**Tu tarea:**
Determine si cada afirmación concuerda con el texto de lectura y responda sí o no, citando literalmente las palabras del texto que lo deciden. 1. José Manuel Arroyo es vicepresidente de la Corte Suprema de Justicia. 2. Según el estudio, la mayor parte de quienes entraron a la cárcel por vender drogas lo hicieron por ventas al mayoreo. 3. Francisco Fonseca rechazó la necesidad del debate.

**Texto de lectura:**
El magistrado José Manuel Arroyo, vicepresidente de la Corte Suprema de Justicia e integrante de la Sala III (penal), ha formulado un oportuno llamado que atañe a toda la sociedad y debemos atender con inteligencia, serenidad y amplitud de miras. En una entrevista que divulgamos el pasado domingo, nos convocó a repensar las políticas criminales sobre drogas, para abordarlas de manera más comprensiva, focalizarlas en los aspectos más relevantes de su tráfico y consumo, y buscar formas para que disminuya la enorme población penal condenada por la venta de muy pequeñas cantidades.
Aunque Arroyo afirmó que la política antidrogas en Costa Rica “es relativamente exitosa”, a la vez destacó que “las formas típicas del narcomenudeo están llenando las cárceles, que cuentan con escasos y limitados recursos, mientras los contrabandistas y mafiosos están haciendo su trabajo bastante cómodamente”.
Al día siguiente, el fiscal adjunto contra la Delincuencia Organizada, Francisco Fonseca, coincidió con la necesidad del debate. Para él resulta insuficiente la persecución y el establecimiento de sanciones si no se atiende, a la vez, “el origen del problema”, que “pasa por valores, principios y educación”; también, añadimos nosotros, por desajustes sociales, falta de oportunidades, presión de pares, amenazas y la incitación al consumo por parte de los distribuidores.
Ambas declaraciones se produjeron tras la divulgación de un estudio empírico titulado Política criminal y encarcelamiento por delitos de drogas en Costa Rica, según el cual el 20% de la población penitenciaria del país –que se ha venido incrementando sin pausa a lo largo del tiempo– entró a la cárcel por vender drogas, y la inmensa mayoría de ella por pequeñas cantidades, no mayoreo.

**Registros sin procesar:**
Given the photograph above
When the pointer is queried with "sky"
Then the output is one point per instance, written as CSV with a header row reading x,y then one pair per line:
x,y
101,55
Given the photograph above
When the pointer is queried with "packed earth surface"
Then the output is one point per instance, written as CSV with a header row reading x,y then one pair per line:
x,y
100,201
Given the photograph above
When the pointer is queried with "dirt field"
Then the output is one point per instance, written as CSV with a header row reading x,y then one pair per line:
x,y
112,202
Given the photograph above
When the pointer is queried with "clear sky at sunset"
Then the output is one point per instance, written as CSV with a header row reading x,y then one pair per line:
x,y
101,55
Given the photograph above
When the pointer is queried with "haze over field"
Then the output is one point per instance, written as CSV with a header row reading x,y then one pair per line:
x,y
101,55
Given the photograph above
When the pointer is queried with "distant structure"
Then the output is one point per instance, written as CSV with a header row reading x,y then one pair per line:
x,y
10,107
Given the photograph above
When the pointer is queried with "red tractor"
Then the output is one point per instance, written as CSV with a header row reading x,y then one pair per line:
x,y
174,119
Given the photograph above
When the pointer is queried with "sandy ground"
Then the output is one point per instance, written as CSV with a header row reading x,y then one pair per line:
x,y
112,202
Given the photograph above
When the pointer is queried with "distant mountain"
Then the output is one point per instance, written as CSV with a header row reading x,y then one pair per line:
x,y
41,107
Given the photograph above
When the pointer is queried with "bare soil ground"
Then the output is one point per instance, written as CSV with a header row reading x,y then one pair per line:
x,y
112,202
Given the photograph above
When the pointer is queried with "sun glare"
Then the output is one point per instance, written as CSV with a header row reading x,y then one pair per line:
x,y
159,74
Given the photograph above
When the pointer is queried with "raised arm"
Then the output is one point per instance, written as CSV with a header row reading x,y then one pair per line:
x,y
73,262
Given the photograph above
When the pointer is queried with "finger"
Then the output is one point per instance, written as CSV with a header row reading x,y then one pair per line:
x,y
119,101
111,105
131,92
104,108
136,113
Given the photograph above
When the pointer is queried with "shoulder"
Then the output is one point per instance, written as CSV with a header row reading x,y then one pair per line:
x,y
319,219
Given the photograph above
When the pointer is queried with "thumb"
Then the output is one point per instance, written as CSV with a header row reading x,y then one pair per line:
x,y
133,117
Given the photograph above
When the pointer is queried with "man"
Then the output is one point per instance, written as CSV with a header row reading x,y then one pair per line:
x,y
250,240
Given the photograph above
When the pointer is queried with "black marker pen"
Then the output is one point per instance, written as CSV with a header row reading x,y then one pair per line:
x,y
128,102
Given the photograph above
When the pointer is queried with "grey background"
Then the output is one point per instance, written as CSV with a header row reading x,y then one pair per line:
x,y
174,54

---

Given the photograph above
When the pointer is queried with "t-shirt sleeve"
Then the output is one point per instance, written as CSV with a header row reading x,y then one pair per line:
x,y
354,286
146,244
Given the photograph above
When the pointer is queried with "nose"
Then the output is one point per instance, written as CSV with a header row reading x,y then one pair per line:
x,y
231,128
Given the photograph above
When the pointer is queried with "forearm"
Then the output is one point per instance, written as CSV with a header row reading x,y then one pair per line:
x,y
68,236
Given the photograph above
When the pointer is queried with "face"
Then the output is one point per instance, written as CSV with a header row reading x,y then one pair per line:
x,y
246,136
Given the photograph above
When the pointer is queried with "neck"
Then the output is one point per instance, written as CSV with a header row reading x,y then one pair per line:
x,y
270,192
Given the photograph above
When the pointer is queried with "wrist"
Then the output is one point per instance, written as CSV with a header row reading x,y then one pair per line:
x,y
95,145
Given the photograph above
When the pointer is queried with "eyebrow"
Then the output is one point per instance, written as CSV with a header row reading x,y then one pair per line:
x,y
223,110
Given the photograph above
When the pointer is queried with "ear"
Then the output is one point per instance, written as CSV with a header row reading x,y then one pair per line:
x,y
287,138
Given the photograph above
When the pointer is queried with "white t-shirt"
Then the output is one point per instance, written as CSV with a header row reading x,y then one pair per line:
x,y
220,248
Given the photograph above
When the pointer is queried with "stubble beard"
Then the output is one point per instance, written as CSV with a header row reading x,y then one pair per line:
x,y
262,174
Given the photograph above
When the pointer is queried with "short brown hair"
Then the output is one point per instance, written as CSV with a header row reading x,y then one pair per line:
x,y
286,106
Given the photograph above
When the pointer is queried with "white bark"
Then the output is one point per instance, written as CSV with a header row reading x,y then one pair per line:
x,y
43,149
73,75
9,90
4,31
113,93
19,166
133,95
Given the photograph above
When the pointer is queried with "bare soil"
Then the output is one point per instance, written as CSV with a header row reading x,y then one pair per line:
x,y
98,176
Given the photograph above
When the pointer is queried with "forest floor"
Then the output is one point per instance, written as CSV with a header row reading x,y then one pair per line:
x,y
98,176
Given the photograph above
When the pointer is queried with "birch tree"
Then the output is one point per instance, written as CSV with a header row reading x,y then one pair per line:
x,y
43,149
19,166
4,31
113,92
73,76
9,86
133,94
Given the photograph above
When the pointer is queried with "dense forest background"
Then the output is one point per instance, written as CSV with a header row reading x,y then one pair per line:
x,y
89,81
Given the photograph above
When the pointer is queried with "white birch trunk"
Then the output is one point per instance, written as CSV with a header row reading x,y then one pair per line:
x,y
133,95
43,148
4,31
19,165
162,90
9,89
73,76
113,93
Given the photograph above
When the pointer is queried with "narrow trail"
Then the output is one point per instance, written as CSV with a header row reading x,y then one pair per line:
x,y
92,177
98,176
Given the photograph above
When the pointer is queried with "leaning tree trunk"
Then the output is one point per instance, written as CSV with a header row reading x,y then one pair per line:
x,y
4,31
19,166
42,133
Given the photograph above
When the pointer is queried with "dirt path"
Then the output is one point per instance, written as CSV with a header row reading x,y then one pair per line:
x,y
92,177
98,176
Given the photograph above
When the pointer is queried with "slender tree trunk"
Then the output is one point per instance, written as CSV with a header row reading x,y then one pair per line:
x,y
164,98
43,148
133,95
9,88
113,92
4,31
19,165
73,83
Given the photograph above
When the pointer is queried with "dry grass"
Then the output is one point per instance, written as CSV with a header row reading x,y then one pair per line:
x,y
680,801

**Resultado esperado:**
1. Sí: «vicepresidente de la Corte Suprema de Justicia».
2. No: «la inmensa mayoría de ella por pequeñas cantidades, no mayoreo».
3. No: «coincidió con la necesidad del debate».